→ **DESCRIPTION OF THE TASK**: Return every line of the records that contains the word "paper", treating uppercase and lowercase as different.

— start of INPUT MATERIAL —

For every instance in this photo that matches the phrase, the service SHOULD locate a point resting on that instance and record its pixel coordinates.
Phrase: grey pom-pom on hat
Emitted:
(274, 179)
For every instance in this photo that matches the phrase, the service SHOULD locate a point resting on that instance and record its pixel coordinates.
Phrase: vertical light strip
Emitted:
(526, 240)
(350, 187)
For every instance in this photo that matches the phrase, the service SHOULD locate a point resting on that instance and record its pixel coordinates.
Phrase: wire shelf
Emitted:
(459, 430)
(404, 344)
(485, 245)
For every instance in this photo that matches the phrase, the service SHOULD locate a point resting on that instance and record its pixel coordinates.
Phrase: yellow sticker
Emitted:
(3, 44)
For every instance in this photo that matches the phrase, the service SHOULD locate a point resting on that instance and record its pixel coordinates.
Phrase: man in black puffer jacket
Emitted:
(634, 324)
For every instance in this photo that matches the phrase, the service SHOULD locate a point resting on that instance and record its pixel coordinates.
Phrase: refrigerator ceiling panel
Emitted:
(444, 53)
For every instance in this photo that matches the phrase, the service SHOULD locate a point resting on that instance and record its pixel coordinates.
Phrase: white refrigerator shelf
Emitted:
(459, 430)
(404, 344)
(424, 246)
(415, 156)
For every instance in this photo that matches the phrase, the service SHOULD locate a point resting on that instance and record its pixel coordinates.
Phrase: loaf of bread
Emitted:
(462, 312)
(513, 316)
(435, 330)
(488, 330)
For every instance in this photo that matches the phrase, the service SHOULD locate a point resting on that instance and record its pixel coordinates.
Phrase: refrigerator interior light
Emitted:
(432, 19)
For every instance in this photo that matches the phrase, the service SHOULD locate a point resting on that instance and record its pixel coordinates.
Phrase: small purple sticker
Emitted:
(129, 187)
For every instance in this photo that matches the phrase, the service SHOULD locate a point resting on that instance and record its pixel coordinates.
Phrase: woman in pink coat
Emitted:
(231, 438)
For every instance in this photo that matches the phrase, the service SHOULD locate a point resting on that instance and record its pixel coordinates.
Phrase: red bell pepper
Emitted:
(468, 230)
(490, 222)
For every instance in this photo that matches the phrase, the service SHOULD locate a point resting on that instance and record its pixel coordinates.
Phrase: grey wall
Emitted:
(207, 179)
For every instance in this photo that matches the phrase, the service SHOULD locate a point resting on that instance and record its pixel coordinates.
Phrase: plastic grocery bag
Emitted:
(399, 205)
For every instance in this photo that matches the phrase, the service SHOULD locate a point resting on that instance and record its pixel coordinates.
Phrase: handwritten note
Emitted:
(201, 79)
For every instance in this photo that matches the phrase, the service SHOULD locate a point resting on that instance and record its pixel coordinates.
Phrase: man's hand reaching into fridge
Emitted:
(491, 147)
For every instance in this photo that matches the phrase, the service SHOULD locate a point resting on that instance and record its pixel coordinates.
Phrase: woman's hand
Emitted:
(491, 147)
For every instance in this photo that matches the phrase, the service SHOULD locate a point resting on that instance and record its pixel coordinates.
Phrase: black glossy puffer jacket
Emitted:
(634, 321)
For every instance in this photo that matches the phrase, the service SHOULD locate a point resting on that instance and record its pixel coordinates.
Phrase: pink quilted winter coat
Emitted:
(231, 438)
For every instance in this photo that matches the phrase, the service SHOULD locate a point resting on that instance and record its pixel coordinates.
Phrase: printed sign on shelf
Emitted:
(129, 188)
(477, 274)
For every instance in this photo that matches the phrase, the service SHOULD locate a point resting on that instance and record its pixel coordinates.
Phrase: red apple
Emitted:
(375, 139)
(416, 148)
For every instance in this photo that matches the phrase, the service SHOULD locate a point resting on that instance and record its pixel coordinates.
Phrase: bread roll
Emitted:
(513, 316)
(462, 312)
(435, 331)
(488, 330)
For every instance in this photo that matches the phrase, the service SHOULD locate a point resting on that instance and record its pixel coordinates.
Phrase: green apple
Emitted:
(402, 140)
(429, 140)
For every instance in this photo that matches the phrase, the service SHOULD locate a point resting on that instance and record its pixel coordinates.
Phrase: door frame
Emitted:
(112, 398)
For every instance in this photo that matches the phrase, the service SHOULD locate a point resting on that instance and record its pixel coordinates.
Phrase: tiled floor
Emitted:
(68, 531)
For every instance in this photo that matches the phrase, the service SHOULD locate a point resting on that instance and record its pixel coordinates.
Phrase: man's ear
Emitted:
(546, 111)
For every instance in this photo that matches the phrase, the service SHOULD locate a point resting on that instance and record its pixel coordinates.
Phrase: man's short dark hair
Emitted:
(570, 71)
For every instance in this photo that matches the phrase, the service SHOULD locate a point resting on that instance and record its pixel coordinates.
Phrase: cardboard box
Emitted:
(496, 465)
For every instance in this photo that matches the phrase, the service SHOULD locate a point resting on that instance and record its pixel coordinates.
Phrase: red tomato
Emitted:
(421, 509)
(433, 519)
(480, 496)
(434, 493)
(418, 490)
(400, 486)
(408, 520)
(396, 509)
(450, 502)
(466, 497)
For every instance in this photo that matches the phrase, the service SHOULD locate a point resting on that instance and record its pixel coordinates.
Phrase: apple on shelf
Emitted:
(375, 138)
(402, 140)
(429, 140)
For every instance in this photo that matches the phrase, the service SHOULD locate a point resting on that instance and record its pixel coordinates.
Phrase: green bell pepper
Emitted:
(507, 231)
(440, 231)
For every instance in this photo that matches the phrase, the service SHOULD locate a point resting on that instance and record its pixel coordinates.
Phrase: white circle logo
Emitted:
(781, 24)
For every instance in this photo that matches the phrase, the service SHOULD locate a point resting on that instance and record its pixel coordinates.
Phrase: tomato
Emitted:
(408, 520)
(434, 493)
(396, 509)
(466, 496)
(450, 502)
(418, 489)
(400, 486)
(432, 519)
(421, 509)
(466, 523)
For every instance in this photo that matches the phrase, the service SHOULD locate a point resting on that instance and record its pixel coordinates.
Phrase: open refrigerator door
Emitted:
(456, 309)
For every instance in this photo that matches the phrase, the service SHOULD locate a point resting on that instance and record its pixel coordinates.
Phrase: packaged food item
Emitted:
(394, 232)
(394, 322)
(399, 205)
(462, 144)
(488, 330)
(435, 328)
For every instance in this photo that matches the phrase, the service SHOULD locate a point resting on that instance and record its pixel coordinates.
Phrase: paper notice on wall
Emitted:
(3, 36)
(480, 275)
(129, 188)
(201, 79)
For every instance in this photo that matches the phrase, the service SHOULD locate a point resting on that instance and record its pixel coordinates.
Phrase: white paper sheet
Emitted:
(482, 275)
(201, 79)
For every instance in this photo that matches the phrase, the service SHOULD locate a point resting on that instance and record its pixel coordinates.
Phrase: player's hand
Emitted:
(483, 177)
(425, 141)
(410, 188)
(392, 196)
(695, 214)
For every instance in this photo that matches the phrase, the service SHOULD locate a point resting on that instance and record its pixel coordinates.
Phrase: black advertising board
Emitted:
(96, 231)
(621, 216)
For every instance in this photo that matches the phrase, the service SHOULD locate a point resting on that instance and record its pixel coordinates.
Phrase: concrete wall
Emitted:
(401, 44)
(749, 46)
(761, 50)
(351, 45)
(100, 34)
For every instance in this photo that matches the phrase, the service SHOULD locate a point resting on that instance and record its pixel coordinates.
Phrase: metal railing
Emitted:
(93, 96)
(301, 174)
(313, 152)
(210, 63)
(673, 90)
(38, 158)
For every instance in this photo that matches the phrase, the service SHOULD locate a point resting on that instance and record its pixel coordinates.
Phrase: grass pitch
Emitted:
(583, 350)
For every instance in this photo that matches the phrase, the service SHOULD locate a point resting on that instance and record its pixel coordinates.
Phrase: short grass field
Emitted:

— end of INPUT MATERIAL —

→ **EXPECTED OUTPUT**:
Phrase: paper notice on wall
Phrase: white paper sheet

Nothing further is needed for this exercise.